### STATED EXERCISE:
Take down each entry exactly as written.

### PROVIDED RECORDS:
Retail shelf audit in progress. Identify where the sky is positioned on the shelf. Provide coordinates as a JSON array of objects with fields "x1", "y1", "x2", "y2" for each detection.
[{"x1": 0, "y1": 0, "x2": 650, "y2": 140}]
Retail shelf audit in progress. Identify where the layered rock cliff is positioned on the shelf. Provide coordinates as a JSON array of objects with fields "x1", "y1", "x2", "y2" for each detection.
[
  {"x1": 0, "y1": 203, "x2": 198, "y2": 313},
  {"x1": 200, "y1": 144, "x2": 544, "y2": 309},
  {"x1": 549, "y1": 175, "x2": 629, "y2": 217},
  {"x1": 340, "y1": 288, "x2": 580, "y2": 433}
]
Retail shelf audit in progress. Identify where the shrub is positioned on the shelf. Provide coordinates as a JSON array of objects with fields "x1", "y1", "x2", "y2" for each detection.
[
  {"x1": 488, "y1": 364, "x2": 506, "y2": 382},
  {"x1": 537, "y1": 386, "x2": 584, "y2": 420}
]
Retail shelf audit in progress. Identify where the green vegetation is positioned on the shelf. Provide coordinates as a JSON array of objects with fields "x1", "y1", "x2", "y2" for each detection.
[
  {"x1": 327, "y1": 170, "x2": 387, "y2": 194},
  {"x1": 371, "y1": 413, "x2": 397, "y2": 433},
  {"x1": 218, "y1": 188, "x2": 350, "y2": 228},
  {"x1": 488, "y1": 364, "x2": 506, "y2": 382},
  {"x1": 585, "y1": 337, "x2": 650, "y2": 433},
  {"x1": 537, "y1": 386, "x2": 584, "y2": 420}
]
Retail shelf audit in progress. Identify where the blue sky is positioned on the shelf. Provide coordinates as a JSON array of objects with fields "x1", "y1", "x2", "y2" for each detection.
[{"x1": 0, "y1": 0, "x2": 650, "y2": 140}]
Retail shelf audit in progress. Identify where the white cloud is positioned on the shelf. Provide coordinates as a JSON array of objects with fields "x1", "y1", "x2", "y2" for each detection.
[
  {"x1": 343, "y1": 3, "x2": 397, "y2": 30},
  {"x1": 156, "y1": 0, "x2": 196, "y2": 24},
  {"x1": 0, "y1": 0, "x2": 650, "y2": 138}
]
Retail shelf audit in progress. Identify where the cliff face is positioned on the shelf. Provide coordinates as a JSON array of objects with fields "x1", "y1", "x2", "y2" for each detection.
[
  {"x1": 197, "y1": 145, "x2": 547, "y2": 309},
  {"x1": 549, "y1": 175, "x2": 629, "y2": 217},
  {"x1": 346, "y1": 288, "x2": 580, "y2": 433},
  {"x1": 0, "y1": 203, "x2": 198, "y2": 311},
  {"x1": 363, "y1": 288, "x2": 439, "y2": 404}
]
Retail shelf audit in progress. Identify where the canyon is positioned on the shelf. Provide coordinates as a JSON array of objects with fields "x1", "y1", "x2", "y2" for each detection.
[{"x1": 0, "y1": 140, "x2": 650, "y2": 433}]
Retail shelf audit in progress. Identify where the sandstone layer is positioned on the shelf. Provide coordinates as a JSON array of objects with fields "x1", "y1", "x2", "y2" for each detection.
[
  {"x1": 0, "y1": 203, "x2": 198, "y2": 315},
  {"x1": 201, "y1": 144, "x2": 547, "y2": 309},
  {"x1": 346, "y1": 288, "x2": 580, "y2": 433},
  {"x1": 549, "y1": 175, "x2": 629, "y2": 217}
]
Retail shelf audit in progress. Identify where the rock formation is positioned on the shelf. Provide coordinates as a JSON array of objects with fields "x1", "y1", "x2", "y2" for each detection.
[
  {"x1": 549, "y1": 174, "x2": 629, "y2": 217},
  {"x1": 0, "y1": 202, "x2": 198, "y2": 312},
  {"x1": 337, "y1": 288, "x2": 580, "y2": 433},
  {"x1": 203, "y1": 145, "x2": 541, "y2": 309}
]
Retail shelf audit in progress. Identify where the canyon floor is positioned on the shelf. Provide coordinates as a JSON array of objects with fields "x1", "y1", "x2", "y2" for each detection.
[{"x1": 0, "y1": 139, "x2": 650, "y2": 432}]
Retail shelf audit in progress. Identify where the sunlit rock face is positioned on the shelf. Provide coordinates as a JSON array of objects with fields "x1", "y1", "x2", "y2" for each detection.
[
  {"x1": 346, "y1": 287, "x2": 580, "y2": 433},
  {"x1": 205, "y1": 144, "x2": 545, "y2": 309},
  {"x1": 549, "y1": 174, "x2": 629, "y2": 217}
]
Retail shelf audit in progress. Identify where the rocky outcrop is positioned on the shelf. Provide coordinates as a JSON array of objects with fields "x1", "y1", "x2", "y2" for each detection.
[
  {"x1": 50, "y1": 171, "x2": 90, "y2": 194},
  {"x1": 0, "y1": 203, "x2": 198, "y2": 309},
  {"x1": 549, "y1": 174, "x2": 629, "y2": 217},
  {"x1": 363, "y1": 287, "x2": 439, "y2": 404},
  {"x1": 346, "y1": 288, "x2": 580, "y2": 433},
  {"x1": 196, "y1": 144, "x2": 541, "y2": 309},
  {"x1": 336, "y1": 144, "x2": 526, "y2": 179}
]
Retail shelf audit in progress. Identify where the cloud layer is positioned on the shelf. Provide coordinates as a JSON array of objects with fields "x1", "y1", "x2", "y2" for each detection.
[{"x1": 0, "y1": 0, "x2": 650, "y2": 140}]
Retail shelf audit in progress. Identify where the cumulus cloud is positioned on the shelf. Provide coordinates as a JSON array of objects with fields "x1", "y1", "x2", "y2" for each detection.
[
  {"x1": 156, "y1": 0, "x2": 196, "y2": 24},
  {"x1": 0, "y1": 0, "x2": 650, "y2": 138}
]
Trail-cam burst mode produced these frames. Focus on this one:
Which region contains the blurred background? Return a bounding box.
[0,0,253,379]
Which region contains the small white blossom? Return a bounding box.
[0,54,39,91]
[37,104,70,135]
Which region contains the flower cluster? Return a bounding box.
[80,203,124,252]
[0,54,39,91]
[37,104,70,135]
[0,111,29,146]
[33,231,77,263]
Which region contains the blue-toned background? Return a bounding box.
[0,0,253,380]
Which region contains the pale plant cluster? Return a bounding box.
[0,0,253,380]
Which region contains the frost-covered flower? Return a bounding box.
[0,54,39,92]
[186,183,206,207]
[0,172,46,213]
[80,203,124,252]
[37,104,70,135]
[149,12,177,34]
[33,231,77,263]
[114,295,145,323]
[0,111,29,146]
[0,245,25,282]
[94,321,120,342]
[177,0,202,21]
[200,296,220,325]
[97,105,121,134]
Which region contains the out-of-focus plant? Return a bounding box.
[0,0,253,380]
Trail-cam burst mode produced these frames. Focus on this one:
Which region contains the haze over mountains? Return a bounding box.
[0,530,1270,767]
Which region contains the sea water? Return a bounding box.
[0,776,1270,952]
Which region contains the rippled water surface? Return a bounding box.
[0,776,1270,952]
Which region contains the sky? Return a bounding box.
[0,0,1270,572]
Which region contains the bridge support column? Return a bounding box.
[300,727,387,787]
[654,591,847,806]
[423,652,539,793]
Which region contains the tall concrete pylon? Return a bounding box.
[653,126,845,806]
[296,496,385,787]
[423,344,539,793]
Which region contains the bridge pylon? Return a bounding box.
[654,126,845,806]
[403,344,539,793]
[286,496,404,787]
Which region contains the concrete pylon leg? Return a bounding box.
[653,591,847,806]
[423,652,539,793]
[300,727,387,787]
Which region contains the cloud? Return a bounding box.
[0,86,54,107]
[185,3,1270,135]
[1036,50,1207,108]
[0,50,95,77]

### SOLUTION TO THIS EXERCISE:
Retail shelf audit in progress. Identify where the sky is positioned on the shelf. Provide coordinates as a JSON array of objects with fields "x1", "y1", "x2", "y2" for each detection.
[{"x1": 0, "y1": 0, "x2": 650, "y2": 140}]
Retail shelf audit in progress. Identify where the layered rock cliff is positioned on the shelf. Provide coordinates as a JSON array of objects with fields "x1", "y1", "x2", "y2" for each detection.
[
  {"x1": 0, "y1": 203, "x2": 198, "y2": 313},
  {"x1": 200, "y1": 144, "x2": 544, "y2": 309},
  {"x1": 549, "y1": 175, "x2": 629, "y2": 217},
  {"x1": 340, "y1": 288, "x2": 580, "y2": 433}
]
Retail shelf audit in progress. Identify where the shrub is positioned on the shelf. Provide coordinates as a JSON array of objects with fields "x1", "y1", "x2", "y2" for each detection.
[
  {"x1": 488, "y1": 364, "x2": 506, "y2": 382},
  {"x1": 537, "y1": 386, "x2": 584, "y2": 420}
]
Retail shelf audit in progress. Identify where the green vegetation is positioned on the shelf. Provide coordinates as a JSON array of objects with fields "x1", "y1", "x2", "y2" for each detection.
[
  {"x1": 327, "y1": 170, "x2": 387, "y2": 194},
  {"x1": 371, "y1": 413, "x2": 397, "y2": 433},
  {"x1": 218, "y1": 188, "x2": 350, "y2": 228},
  {"x1": 488, "y1": 364, "x2": 506, "y2": 382},
  {"x1": 585, "y1": 337, "x2": 650, "y2": 433},
  {"x1": 537, "y1": 386, "x2": 584, "y2": 420}
]
Retail shelf audit in progress. Identify where the blue sky is positioned on the shelf. Provide coordinates as a JSON array of objects with fields "x1", "y1", "x2", "y2" for each detection.
[{"x1": 0, "y1": 0, "x2": 650, "y2": 140}]
Retail shelf audit in progress. Identify where the white cloud is positioned on the shelf. Provide coordinates as a JSON array of objects with fields "x1", "y1", "x2", "y2" for each detection.
[
  {"x1": 343, "y1": 3, "x2": 397, "y2": 30},
  {"x1": 156, "y1": 0, "x2": 196, "y2": 24},
  {"x1": 0, "y1": 0, "x2": 650, "y2": 138}
]
Retail shelf audit in progress. Identify where the cliff face is positioned on the shelf. Provide coordinates as a JSON array of objects with fields "x1", "y1", "x2", "y2" for each detection.
[
  {"x1": 197, "y1": 145, "x2": 547, "y2": 309},
  {"x1": 549, "y1": 175, "x2": 629, "y2": 217},
  {"x1": 346, "y1": 288, "x2": 580, "y2": 433},
  {"x1": 0, "y1": 203, "x2": 198, "y2": 311},
  {"x1": 363, "y1": 288, "x2": 439, "y2": 404}
]
Retail shelf audit in progress. Identify where the canyon is positioned on the shelf. Provide coordinates as a JSON array of objects with fields "x1", "y1", "x2", "y2" for each detection.
[{"x1": 0, "y1": 140, "x2": 650, "y2": 433}]
Retail shelf audit in progress. Identify where the sandstone layer is positioned on the shelf. Provide coordinates as a JSON array of objects with fields "x1", "y1", "x2", "y2" for each detection.
[
  {"x1": 0, "y1": 203, "x2": 198, "y2": 315},
  {"x1": 201, "y1": 144, "x2": 547, "y2": 309},
  {"x1": 346, "y1": 288, "x2": 580, "y2": 433},
  {"x1": 549, "y1": 175, "x2": 629, "y2": 217}
]
Retail shelf audit in progress. Identify where the rock formation is positioned on the shelf. Provide coordinates as a JSON array of objects with fields "x1", "y1", "x2", "y2" for each detection.
[
  {"x1": 549, "y1": 174, "x2": 629, "y2": 217},
  {"x1": 0, "y1": 202, "x2": 198, "y2": 312},
  {"x1": 337, "y1": 288, "x2": 580, "y2": 433},
  {"x1": 203, "y1": 145, "x2": 541, "y2": 309}
]
Retail shelf audit in progress. Identify where the canyon floor is positioned on the shelf. Provide coordinates as a JSON array of objects with fields "x1", "y1", "x2", "y2" for each detection.
[{"x1": 0, "y1": 139, "x2": 650, "y2": 432}]
Retail shelf audit in progress. Identify where the sunlit rock face is positioned on the shelf. Provide coordinates as a JSON array of objects with fields "x1", "y1", "x2", "y2" for each detection.
[
  {"x1": 346, "y1": 287, "x2": 580, "y2": 433},
  {"x1": 205, "y1": 144, "x2": 545, "y2": 309},
  {"x1": 549, "y1": 174, "x2": 629, "y2": 217}
]
Retail shelf audit in progress. Identify where the rocky outcrop is positioned on the shelf. Provide coordinates as a JSON array of objects with fields "x1", "y1", "x2", "y2" for each detection.
[
  {"x1": 50, "y1": 171, "x2": 90, "y2": 194},
  {"x1": 0, "y1": 203, "x2": 198, "y2": 309},
  {"x1": 549, "y1": 174, "x2": 629, "y2": 217},
  {"x1": 363, "y1": 287, "x2": 439, "y2": 404},
  {"x1": 346, "y1": 288, "x2": 580, "y2": 433},
  {"x1": 196, "y1": 144, "x2": 541, "y2": 309},
  {"x1": 336, "y1": 144, "x2": 526, "y2": 179}
]
Retail shelf audit in progress. Identify where the cloud layer is positioned on the shelf. Provide coordinates as a JSON array of objects with fields "x1", "y1", "x2", "y2" for each detection.
[{"x1": 0, "y1": 0, "x2": 650, "y2": 140}]
Retail shelf audit in progress. Identify where the cumulus cloud is positioned on the shelf. Provide coordinates as a JSON array of objects with fields "x1", "y1", "x2", "y2" for each detection.
[
  {"x1": 156, "y1": 0, "x2": 196, "y2": 24},
  {"x1": 0, "y1": 0, "x2": 650, "y2": 138}
]
Trail-cam burst mode produced these frames. Focus on this one:
Which region contains the blurred background? Return a bounding box.
[0,0,253,379]
Which region contains the small white blossom? Return a bounding box.
[0,54,39,91]
[37,104,70,135]
Which region contains the flower cluster? Return a bounding box.
[80,203,124,252]
[0,54,39,91]
[37,104,70,135]
[0,111,29,146]
[33,231,77,263]
Which region contains the blue-toned background? Return a bounding box.
[0,0,253,380]
Which region contains the pale plant cluster? Return a bounding box.
[0,0,253,380]
Which region contains the frost-covered flower? Return a bounding box.
[0,54,39,92]
[186,183,206,207]
[0,172,46,213]
[80,203,124,252]
[37,104,70,135]
[149,12,177,34]
[33,231,77,263]
[114,295,145,323]
[0,111,29,146]
[0,245,25,282]
[94,321,120,342]
[177,0,202,21]
[200,296,220,325]
[97,105,121,134]
Which region contains the out-of-focus plant? Return a bounding box.
[0,0,253,380]
Trail-cam burst mode produced these frames. Focus on this one:
Which region contains the haze over mountains? Return a bounding box.
[0,530,1270,767]
Which region contains the sea water? Return a bounding box.
[0,776,1270,952]
Which region contains the rippled water surface? Return a bounding box.
[0,776,1270,952]
Which region contains the sky? Return a bounding box.
[0,0,1270,572]
Which region contains the bridge support column? Return a bounding box.
[300,727,387,787]
[654,591,847,806]
[423,652,539,793]
Which region contains the tall concrete pylon? Return a bounding box.
[653,126,845,806]
[296,496,385,787]
[423,344,539,793]
Which region contains the bridge pylon? Return a bounding box.
[654,126,845,806]
[403,344,539,793]
[286,496,404,787]
Which region contains the concrete pylon leg? Return a bounding box.
[653,591,847,806]
[423,652,539,793]
[300,727,387,787]
Which region contains the cloud? Return a bounding box.
[0,86,54,107]
[185,3,1270,135]
[1036,50,1207,108]
[0,50,95,77]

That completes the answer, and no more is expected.